=== Provided material ===
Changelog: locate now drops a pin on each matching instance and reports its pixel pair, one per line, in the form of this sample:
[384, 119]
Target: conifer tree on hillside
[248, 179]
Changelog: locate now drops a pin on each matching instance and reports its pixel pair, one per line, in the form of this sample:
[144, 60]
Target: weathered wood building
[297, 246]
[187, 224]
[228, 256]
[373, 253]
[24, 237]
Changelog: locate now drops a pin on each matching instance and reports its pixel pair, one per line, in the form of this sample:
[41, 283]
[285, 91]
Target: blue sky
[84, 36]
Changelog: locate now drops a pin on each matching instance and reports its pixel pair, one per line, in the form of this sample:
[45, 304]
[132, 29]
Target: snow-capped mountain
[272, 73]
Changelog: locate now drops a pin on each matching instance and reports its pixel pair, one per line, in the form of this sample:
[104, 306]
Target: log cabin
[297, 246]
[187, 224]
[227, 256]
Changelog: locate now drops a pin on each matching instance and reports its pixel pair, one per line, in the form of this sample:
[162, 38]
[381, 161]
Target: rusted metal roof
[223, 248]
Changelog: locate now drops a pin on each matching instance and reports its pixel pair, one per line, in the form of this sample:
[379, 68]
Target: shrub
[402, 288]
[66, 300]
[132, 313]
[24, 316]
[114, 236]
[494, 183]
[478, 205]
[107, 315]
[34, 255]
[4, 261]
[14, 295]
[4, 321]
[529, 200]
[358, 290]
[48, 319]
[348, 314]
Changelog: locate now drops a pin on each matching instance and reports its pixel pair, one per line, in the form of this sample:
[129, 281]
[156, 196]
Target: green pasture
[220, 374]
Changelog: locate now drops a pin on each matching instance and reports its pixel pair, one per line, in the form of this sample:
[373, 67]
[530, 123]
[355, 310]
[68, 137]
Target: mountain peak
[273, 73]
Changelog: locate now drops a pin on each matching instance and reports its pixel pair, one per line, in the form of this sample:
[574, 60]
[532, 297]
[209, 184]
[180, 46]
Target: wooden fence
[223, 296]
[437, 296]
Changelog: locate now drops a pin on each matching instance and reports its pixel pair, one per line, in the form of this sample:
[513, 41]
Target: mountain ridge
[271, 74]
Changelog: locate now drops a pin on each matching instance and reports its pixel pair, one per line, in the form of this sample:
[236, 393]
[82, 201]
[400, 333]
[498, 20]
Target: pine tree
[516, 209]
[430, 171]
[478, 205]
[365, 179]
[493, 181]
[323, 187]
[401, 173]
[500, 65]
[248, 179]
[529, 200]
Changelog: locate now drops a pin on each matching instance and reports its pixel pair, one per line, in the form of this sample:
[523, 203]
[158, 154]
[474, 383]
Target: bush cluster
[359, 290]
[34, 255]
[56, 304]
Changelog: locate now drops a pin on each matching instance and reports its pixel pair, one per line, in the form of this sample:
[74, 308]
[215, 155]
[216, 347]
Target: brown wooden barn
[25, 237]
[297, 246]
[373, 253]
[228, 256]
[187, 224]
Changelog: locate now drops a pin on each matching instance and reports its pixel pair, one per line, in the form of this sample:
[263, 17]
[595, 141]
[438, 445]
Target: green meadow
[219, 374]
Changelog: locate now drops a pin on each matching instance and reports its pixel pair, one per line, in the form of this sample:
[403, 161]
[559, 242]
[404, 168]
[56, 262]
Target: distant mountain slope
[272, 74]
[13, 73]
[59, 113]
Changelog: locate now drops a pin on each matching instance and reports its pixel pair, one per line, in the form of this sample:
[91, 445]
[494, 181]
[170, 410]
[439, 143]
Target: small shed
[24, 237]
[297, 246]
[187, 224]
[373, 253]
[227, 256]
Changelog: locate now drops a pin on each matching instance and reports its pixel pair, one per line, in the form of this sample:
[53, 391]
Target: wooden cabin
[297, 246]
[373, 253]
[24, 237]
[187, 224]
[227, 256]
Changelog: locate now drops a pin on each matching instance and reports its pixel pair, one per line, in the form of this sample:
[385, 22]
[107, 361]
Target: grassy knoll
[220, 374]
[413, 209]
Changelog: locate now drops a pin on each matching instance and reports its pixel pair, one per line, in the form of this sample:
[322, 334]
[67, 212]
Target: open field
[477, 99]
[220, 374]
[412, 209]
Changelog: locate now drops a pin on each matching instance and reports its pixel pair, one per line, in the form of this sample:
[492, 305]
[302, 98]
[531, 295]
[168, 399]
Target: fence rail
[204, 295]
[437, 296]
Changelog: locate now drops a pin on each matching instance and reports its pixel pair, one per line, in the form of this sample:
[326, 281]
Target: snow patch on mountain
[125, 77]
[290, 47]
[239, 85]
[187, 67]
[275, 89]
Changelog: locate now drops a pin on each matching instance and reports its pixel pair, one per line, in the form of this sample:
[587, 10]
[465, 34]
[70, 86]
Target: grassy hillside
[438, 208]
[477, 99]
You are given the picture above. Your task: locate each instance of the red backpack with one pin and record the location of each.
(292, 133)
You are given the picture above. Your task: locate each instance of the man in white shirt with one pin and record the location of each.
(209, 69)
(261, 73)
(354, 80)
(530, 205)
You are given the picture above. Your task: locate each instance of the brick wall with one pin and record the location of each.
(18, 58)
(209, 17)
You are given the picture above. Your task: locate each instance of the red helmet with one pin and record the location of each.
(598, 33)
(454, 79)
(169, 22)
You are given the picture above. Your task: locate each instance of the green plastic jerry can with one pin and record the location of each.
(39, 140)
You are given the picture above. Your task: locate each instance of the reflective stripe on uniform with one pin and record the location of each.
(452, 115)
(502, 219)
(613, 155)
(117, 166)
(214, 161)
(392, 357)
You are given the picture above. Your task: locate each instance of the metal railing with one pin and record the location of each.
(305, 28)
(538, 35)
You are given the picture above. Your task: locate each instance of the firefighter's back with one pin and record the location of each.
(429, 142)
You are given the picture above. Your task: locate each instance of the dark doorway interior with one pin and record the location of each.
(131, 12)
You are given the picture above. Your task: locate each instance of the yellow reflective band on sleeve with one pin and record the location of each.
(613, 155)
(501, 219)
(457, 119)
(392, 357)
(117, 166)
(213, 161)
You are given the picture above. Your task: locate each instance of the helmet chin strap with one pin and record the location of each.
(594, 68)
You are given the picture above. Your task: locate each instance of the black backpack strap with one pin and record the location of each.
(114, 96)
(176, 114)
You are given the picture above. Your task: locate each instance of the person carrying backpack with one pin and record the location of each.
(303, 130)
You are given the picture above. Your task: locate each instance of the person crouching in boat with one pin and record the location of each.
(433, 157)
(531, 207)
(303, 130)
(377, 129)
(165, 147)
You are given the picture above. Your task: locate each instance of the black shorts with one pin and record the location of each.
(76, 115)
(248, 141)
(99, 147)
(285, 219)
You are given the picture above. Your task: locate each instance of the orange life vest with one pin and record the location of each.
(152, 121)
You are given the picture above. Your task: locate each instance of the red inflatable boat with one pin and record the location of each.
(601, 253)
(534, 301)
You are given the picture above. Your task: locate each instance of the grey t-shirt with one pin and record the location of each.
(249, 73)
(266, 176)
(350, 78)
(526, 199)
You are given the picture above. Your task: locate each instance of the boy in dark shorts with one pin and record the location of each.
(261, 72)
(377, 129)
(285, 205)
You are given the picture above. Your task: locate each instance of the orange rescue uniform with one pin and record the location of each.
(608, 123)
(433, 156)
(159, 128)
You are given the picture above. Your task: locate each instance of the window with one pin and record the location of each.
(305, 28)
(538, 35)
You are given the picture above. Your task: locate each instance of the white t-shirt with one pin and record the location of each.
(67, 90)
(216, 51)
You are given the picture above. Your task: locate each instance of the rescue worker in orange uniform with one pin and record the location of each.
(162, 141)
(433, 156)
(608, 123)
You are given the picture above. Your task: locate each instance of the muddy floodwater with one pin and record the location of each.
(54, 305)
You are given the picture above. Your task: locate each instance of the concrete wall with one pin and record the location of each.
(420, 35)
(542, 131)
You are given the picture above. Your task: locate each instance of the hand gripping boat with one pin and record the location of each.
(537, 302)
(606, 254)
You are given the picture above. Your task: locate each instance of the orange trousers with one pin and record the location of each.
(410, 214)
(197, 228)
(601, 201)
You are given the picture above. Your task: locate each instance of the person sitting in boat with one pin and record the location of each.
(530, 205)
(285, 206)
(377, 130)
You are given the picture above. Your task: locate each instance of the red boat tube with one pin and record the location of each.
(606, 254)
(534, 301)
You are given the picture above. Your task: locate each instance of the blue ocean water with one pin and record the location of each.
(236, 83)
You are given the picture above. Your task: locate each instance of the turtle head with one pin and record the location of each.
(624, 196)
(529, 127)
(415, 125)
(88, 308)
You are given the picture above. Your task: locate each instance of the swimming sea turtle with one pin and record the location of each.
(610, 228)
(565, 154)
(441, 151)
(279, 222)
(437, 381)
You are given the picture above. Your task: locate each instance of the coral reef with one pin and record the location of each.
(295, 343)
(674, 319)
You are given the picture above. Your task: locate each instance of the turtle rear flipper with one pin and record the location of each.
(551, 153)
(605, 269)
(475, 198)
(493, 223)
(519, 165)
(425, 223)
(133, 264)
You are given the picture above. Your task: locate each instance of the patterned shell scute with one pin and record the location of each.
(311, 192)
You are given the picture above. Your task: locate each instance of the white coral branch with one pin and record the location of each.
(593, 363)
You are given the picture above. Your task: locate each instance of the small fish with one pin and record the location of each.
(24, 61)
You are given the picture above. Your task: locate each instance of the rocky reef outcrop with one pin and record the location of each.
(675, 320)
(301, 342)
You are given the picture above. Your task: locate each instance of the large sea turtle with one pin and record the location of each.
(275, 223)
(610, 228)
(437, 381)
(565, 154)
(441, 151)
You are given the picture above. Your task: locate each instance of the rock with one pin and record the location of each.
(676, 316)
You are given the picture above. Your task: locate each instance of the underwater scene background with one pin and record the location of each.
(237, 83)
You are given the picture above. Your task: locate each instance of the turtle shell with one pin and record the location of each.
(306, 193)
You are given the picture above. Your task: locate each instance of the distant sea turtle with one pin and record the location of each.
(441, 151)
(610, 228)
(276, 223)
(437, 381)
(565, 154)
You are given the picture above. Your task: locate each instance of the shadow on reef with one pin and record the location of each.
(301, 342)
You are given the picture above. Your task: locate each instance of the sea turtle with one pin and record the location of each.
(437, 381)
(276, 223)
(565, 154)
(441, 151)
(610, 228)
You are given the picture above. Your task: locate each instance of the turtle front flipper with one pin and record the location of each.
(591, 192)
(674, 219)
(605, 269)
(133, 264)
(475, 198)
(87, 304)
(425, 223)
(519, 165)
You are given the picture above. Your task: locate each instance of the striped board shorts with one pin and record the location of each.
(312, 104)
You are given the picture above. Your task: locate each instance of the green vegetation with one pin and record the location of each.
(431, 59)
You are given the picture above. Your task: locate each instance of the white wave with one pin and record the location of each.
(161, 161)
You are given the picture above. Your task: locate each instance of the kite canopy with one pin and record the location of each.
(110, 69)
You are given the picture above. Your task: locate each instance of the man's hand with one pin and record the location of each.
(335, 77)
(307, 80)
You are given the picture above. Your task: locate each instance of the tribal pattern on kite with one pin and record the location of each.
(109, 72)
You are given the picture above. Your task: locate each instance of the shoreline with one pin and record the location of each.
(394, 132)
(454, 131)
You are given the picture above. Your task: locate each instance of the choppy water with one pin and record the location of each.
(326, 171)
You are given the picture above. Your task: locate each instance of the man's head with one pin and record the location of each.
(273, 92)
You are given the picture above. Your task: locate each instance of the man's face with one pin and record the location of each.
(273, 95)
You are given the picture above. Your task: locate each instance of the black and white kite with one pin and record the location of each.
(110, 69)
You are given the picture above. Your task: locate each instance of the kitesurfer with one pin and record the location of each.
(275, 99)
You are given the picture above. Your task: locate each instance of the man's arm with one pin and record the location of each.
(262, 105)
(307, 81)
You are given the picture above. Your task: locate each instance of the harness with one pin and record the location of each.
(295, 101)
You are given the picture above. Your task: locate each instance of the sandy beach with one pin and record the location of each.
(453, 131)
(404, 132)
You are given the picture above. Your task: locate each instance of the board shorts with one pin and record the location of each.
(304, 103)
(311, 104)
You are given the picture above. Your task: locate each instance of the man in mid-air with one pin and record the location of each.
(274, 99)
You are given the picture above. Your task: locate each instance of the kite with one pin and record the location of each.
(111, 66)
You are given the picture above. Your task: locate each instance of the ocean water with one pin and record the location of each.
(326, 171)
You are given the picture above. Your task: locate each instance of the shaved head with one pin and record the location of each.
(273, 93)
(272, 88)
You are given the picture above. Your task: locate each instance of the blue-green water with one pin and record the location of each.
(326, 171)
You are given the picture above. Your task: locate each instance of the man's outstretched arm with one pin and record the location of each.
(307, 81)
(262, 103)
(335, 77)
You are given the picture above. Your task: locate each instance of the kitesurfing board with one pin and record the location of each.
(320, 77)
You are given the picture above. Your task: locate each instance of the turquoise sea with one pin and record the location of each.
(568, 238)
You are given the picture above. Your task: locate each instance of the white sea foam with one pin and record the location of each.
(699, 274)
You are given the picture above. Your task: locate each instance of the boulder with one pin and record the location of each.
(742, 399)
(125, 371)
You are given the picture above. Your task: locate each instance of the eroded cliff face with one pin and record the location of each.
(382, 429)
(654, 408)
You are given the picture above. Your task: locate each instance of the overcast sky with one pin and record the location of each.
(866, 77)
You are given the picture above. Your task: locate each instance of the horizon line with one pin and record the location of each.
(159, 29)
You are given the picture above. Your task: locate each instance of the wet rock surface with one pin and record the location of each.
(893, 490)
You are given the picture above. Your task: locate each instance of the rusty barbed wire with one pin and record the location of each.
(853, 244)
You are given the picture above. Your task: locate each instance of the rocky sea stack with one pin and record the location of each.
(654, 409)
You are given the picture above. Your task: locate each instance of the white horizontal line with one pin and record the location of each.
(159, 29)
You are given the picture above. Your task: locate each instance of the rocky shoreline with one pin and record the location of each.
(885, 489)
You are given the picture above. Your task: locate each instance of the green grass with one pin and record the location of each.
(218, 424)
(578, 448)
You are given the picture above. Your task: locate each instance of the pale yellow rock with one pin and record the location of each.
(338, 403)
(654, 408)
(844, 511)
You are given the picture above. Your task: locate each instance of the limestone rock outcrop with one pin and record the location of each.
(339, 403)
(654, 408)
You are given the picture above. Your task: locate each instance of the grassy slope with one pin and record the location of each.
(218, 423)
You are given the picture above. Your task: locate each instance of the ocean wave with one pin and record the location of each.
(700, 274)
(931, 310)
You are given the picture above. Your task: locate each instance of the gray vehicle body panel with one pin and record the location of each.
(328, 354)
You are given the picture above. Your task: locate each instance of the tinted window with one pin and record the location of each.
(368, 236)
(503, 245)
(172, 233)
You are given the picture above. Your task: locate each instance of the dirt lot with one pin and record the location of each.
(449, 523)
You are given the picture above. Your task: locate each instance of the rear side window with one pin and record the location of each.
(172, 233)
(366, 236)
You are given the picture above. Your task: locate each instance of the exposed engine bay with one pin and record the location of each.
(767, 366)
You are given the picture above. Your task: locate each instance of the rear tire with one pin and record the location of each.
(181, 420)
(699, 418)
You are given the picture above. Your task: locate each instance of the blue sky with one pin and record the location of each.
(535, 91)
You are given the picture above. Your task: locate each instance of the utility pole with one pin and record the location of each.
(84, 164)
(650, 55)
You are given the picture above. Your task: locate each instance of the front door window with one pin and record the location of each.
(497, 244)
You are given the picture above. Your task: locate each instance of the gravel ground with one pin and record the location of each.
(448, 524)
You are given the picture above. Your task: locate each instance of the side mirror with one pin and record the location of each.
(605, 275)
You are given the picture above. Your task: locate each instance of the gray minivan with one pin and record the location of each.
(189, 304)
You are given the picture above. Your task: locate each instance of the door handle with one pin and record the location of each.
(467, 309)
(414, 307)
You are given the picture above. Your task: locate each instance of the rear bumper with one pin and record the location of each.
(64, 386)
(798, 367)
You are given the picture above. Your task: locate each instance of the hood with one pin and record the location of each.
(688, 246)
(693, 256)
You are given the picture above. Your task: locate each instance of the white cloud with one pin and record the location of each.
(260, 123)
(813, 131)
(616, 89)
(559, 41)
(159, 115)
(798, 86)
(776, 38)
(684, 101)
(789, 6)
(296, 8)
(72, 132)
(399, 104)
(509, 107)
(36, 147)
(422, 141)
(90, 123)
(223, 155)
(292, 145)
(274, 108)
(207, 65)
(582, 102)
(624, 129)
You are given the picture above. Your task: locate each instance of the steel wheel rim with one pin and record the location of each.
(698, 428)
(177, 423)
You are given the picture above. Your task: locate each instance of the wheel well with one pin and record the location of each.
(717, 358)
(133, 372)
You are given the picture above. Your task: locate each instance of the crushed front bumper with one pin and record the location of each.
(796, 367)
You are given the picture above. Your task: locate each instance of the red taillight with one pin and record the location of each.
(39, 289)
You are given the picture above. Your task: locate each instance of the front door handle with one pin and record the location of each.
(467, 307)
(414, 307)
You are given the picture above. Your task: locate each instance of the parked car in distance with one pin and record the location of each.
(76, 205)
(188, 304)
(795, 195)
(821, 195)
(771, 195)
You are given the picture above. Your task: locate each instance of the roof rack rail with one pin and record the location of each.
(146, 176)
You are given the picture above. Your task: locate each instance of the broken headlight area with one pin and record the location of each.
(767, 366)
===
■ **Short problem**:
Copy exactly, word for word, the line with "of the wheel" through the final line of the listing.

■ **Final result**:
You are given the picture above. Your task: locate each instance of the wheel well with one pin and record the location of each.
(717, 358)
(133, 372)
You are given the picture above. Your task: locate each instance of the crushed front bumper with one pin and record the location of each.
(796, 367)
You are given the picture above. Your task: locate each instance of the red taillight with one pin and record the location of each.
(39, 289)
You are given the picture above. Your task: locate each instance of the front door handle with one pin and record the location of each.
(467, 307)
(414, 307)
You are given the picture above. Your task: locate each instance of the parked car in distance with one pin and record the location of each.
(76, 205)
(188, 304)
(795, 195)
(821, 195)
(771, 195)
You are given the picture above. Your task: locate each instance of the roof rack rail with one pin and record the location of each.
(146, 176)
You are given the picture above. Your task: locate each instance of the broken headlight area with one pin and record the location of each.
(767, 366)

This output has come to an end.